**What the task requires**
Repeat the records below word for word, but start at the line that contains "Put a point on every instance of the red wall", stop after the last line, and include nothing else.

**Source records**
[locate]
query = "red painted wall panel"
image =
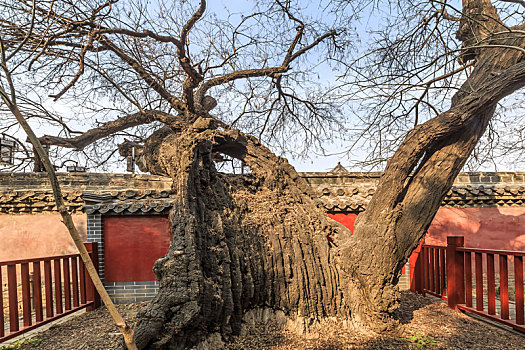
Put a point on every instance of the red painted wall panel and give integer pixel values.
(490, 228)
(131, 246)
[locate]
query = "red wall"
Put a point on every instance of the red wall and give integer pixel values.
(491, 228)
(131, 246)
(26, 236)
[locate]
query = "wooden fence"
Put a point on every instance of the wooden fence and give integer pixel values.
(471, 280)
(58, 285)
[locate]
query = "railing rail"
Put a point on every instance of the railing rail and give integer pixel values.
(474, 280)
(58, 285)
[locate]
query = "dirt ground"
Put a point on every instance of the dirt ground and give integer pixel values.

**Exercise solution**
Put a point on every instance of the red wall and give integer pixel values.
(491, 228)
(131, 246)
(26, 236)
[locate]
query = "wooden fence"
Put a point on every instance of the wooden fence and give integer pixel values.
(471, 280)
(58, 285)
[locate]
query = "railing rail"
Put a point on every instance of the railing rail and give integer pixel values.
(474, 280)
(58, 285)
[locate]
query = "dirt ground"
Put a point on every instance of the dirt ground and give integer pixel values.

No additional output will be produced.